→ PASSAGE:
##############################

0015: Agent Test Suite Interface

  • Author: Daniel Hardman
  • Start Date: 2018-05-17

Status

  • Status: SUPERSEDED
  • Status Date: 2019-01-15
  • Status Note: We implemented a different version of the test suite interface in early 2019. That version is now (June 2019) in the indy-agent repo–but the whole repo is being superseded by an Aries repo instead.

Summary

Defines the interface (behavioral contract, mental model, procedure, harness) of test suites that evaluate interoperability of Indy agents.

Motivation

The need for interoperability in SSI ecosystems is profound–much of the value of SSI centers on interaction, and interaction requires different pieces of technology to understand one another.

We will likely write multiple HIPEs that touch on aspects of agent interaction–but implementers need an oracle against which they can verify compliance with specs and community practice. This HIPE creates such an oracle.

Tutorial

Background Concepts

An agent is a piece of technology that holds keys and operates on the digital landscape in behalf of its owner. Agents are not shared services; they work for a single master. Agents can be embodied in mobile apps, daemons, hardware, enterprise service buses, and many other form factors.

Agents interact by sending and receiving messages. They can be viewed as black boxes–as far as any other party in the ecosystem is concerned, their implementation details are irrelevant. Only their sending and receiving can be observed. This suggests that message interactions are the locus of interoperability concerns, and the major thing to evaluate in a test suite.

How messages are transported may vary by circumstances–some agents using http, others using Bluetooth, and still others using raw sockets or smtp or proprietary protocols. Interoperability does depend to some extent on intersecting transports, so our test suite needs to probe that–but we should be more interested in the format of messages, the semantics around their sending and receiving, and the behaviors they evoke.

The agent evaluated by a test suite is called the tested agent.

Characterizing Interoperability

Some agents have very modest charters–listen for a signal and take a single hard-coded action, maybe. Or just emit a single piece of data on an interval. Other agents may be very rich, with sophisticated AIs and policy engines, a broad charter, and an array of communication strategies and partners.

Given this variety, the test suite evaluates compliance in a two-dimensional matrix. One axis is the mode of operation – is the agent actively initiating action, or passively listening, or both? This embodies in agent space the human experience that many of us know, where it is possible to speak without listening, or to understand a language without being able to speak it. The other axis holds different feature clusters – which functional areas does the agent target? The set of feature clusters will likely grow over time.

##############################

Records in a dataset:

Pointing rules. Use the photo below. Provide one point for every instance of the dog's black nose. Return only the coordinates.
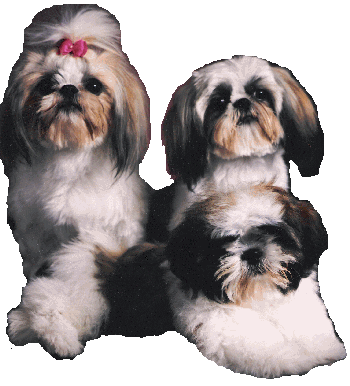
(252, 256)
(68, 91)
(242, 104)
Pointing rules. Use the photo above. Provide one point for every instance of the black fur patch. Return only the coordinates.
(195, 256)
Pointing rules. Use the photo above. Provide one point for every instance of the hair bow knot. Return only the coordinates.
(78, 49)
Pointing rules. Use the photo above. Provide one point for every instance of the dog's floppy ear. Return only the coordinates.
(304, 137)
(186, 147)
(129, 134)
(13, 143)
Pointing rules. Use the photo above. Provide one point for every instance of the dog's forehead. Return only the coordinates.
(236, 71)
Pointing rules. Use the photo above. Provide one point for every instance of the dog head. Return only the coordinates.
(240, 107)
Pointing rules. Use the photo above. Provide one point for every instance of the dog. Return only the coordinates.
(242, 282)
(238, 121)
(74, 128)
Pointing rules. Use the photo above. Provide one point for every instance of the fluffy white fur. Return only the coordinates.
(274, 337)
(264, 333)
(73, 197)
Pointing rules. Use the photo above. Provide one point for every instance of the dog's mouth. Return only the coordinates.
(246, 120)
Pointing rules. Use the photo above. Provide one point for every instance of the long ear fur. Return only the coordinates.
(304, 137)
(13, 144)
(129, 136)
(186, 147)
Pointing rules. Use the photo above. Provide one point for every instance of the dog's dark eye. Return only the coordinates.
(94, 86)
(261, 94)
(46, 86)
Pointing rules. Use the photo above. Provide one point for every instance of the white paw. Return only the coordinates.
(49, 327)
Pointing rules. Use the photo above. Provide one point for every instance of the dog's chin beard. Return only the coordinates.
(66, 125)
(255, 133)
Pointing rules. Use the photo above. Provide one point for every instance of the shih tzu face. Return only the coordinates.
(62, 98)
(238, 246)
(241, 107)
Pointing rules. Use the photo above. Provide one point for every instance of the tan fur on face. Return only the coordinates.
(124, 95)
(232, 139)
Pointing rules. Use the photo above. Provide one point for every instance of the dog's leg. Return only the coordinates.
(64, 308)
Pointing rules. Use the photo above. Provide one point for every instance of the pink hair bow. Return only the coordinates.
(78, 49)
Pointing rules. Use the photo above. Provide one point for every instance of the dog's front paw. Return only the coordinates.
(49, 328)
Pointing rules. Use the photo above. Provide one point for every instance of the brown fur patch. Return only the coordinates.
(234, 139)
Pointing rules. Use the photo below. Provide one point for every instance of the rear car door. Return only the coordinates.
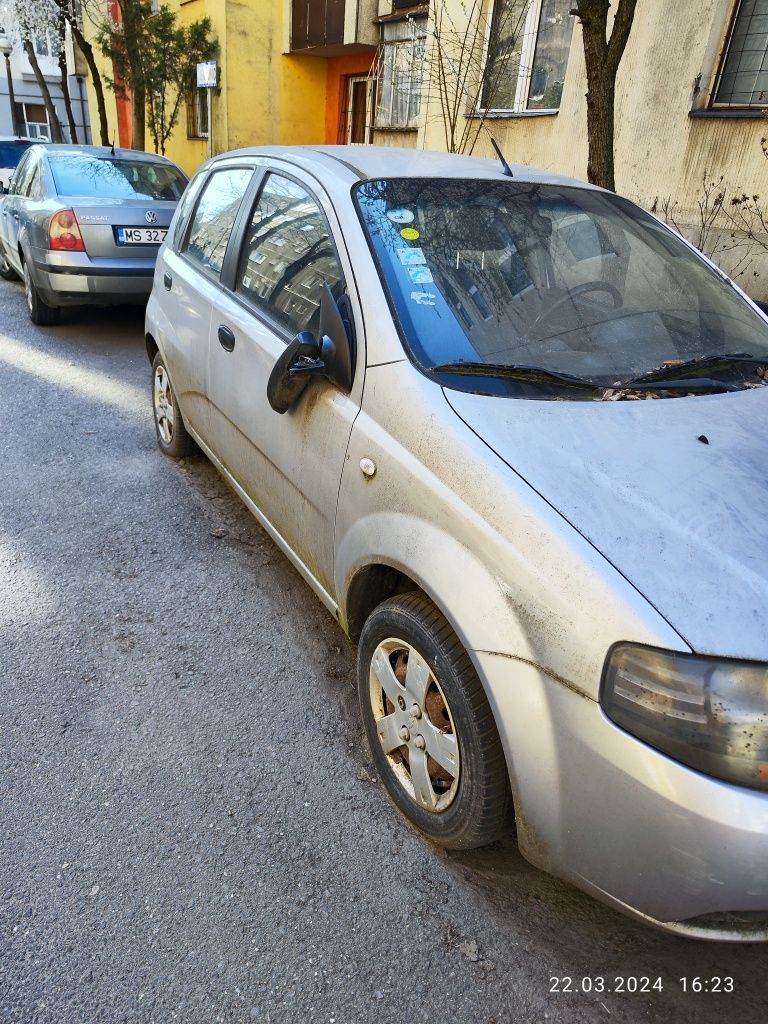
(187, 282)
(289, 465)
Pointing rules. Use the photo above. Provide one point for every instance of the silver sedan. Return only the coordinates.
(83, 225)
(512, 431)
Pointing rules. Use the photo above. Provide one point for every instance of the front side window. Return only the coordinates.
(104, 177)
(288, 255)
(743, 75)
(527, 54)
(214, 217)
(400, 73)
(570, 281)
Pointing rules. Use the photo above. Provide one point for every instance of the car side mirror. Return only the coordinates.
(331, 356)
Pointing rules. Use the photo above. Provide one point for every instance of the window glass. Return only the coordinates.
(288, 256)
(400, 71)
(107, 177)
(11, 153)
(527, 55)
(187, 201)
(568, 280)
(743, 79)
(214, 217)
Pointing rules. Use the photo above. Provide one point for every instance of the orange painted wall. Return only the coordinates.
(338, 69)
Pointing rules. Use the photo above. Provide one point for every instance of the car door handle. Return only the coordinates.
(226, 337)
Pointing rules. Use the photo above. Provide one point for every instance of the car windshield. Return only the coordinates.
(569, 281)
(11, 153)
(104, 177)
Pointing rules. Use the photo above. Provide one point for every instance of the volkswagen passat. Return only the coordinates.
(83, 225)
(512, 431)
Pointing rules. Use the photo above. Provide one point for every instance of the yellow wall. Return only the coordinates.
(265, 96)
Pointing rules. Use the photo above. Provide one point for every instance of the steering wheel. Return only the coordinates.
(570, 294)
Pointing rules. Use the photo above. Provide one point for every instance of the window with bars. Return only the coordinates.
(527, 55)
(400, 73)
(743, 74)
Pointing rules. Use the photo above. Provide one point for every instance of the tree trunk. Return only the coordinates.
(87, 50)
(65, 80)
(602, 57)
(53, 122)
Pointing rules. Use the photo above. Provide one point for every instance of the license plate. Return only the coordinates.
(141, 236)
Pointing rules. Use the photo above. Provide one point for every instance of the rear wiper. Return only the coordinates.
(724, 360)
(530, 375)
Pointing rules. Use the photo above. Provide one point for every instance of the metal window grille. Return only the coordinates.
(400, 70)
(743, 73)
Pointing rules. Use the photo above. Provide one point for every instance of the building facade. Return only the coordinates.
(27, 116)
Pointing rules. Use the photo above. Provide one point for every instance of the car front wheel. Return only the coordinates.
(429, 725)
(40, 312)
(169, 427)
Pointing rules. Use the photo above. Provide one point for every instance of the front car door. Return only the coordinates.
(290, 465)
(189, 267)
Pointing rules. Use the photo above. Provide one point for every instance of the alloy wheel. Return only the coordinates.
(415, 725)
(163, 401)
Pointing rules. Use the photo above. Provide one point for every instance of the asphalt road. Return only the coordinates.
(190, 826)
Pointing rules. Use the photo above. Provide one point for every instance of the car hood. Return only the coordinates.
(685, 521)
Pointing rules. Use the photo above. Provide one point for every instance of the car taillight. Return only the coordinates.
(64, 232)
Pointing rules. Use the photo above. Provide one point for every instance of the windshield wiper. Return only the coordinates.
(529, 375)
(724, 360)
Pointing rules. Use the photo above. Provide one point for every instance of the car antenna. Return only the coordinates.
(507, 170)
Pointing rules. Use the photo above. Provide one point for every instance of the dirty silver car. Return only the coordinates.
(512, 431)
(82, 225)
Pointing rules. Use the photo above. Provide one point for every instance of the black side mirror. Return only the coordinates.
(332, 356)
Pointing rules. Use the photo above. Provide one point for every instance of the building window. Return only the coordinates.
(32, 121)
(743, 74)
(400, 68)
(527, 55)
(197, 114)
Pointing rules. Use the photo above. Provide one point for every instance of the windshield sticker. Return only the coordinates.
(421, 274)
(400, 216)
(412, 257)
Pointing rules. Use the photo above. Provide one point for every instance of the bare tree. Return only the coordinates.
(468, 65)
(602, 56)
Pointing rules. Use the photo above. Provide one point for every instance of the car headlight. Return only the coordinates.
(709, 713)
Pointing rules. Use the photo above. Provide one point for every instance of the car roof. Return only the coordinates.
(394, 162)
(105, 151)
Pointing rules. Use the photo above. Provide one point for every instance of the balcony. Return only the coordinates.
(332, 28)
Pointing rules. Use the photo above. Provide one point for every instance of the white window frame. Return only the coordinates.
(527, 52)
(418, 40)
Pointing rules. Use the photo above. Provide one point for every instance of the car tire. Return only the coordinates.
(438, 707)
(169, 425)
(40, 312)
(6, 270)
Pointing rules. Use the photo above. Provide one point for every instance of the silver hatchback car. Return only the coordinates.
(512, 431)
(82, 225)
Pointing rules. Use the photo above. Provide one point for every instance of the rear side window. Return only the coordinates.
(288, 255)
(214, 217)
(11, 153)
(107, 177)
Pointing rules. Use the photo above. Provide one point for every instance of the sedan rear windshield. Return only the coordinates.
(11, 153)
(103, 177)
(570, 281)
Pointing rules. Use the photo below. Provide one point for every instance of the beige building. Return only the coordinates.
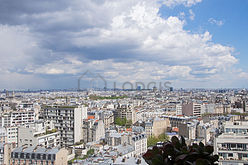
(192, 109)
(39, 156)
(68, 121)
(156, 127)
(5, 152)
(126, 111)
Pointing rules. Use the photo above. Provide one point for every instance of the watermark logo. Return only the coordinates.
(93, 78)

##############################

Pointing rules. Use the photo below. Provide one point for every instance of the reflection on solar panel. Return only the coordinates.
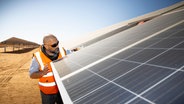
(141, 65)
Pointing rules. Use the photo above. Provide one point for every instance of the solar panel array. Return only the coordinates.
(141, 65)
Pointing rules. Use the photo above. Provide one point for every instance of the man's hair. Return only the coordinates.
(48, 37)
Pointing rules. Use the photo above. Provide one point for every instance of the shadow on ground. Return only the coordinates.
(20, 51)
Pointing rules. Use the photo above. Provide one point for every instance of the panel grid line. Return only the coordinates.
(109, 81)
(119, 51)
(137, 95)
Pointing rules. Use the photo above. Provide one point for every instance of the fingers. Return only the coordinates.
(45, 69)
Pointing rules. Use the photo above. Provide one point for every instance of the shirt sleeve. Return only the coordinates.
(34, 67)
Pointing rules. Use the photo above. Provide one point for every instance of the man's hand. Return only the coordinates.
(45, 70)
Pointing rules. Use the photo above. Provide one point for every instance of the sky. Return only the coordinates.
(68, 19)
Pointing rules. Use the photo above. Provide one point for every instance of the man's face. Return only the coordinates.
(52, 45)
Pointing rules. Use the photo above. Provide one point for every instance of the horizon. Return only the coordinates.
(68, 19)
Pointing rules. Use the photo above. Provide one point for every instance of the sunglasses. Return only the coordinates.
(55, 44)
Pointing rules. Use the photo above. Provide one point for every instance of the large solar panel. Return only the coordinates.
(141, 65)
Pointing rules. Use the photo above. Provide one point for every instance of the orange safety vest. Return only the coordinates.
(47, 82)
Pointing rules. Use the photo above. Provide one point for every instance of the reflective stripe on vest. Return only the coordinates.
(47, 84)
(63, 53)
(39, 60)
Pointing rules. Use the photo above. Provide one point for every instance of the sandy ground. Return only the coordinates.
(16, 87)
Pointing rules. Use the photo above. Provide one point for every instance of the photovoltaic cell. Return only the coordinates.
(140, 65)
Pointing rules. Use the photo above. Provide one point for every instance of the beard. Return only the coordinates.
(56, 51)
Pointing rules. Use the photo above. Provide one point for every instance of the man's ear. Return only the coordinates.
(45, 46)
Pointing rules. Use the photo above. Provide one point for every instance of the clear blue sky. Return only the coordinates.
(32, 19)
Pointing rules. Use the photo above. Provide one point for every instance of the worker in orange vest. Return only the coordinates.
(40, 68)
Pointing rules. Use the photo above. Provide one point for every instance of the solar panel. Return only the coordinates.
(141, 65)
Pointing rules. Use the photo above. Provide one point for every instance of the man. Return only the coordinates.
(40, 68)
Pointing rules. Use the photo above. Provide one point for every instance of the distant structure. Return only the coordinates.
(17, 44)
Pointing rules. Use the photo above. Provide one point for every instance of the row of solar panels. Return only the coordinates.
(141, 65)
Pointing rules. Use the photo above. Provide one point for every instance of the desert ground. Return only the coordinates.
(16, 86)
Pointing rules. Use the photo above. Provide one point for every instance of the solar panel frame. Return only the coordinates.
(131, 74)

##############################

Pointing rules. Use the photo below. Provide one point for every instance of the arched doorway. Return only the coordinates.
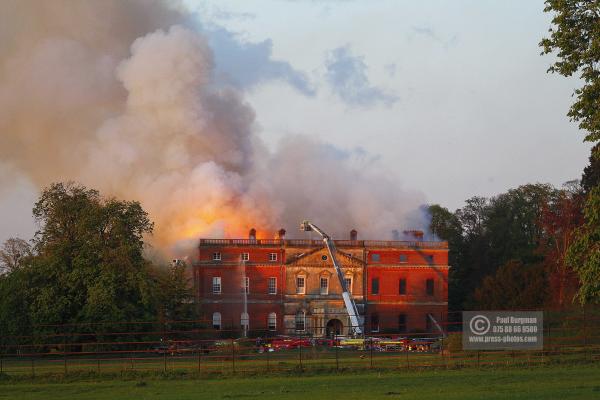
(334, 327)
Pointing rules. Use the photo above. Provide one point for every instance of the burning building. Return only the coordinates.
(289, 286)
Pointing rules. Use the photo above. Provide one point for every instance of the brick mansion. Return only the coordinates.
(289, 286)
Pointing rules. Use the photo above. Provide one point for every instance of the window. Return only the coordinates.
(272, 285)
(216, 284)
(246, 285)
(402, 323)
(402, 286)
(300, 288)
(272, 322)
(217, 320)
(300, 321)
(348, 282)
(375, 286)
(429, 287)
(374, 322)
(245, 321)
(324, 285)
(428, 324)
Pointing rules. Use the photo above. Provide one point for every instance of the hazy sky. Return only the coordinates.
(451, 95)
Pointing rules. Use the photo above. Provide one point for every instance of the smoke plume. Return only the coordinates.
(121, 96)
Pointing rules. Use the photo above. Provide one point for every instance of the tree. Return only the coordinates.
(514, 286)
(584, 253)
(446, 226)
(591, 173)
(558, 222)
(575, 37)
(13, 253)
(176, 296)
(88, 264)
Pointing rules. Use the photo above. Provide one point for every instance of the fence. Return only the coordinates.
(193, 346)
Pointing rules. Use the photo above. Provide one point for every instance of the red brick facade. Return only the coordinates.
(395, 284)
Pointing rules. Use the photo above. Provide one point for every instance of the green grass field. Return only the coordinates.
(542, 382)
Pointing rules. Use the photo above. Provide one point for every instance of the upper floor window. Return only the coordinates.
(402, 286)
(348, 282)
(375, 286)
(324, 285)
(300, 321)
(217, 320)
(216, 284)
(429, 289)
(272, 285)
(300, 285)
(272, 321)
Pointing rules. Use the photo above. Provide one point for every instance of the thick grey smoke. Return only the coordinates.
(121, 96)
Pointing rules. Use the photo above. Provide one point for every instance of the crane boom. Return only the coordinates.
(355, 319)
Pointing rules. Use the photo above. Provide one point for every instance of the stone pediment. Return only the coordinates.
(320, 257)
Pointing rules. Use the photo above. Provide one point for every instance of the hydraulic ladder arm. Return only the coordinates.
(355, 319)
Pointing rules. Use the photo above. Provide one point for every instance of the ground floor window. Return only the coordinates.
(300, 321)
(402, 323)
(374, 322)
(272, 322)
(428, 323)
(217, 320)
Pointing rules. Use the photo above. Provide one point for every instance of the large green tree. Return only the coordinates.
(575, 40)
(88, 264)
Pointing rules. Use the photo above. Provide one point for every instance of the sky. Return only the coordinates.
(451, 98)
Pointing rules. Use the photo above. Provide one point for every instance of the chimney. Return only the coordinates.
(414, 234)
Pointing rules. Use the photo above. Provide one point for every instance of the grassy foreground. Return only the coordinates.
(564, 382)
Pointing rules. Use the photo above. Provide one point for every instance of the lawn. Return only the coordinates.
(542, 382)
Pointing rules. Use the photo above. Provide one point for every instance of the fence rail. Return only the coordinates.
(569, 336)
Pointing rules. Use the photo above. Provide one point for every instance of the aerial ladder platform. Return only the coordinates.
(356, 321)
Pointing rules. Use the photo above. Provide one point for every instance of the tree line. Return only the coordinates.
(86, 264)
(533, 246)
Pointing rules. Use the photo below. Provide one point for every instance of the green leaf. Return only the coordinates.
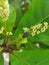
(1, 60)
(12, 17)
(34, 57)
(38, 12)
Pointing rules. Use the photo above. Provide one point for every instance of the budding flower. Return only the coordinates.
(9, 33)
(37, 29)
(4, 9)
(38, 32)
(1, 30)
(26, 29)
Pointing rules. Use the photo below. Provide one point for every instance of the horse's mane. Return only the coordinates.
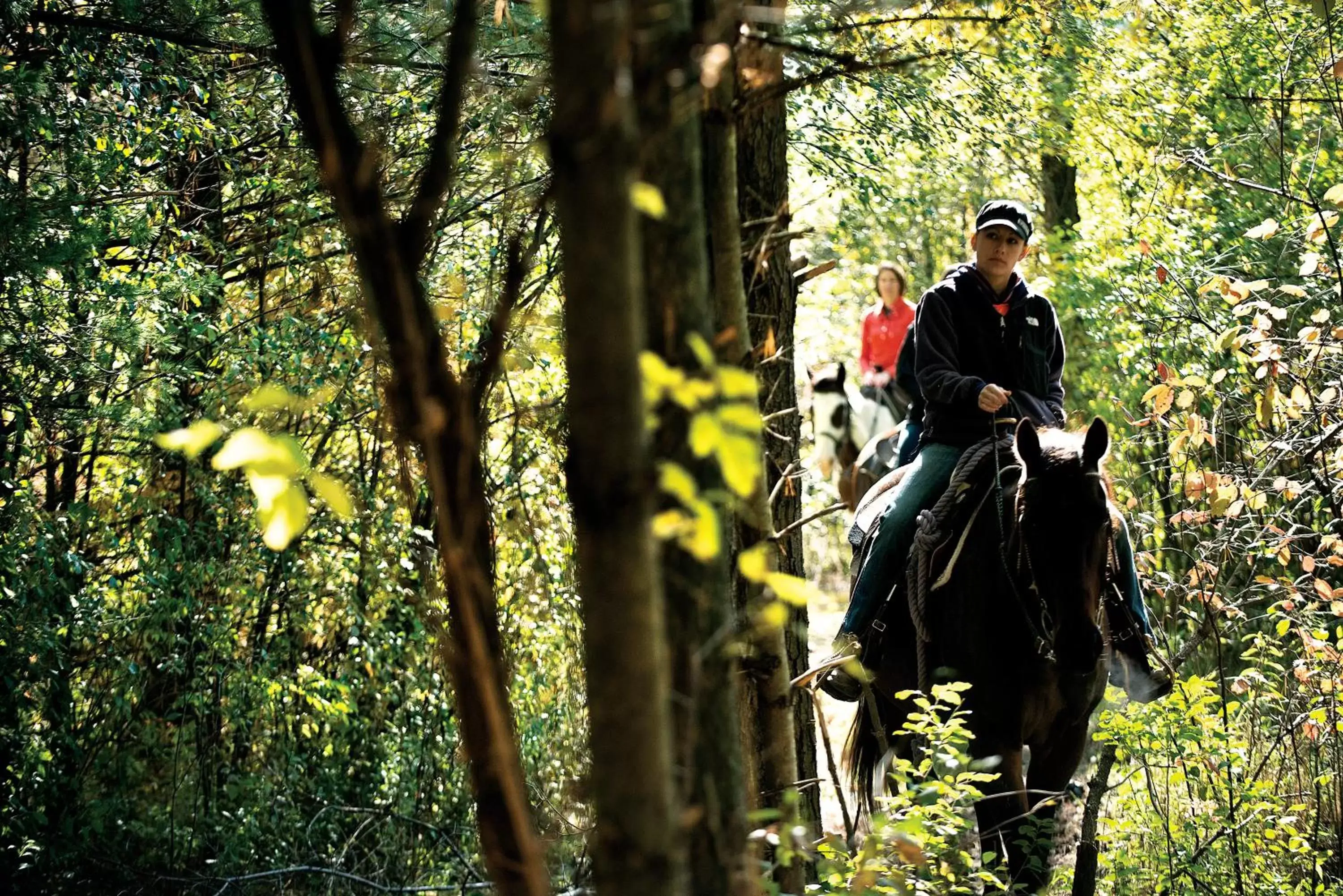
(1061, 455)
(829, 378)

##############################

→ WHAT NEEDS TO BE DONE: Write out the stretch of the agent test suite text from "We will likely" through "other form factors." again, changing "oracle" to "arbiter" throughout.

→ EXERCISE RESPONSE:
We will likely write multiple HIPEs that touch on aspects of agent interaction–but implementers need an arbiter against which they can verify compliance with specs and community practice. This HIPE creates such an arbiter.

Tutorial

Background Concepts

An agent is a piece of technology that holds keys and operates on the digital landscape in behalf of its owner. Agents are not shared services; they work for a single master. Agents can be embodied in mobile apps, daemons, hardware, enterprise service buses, and many other form factors.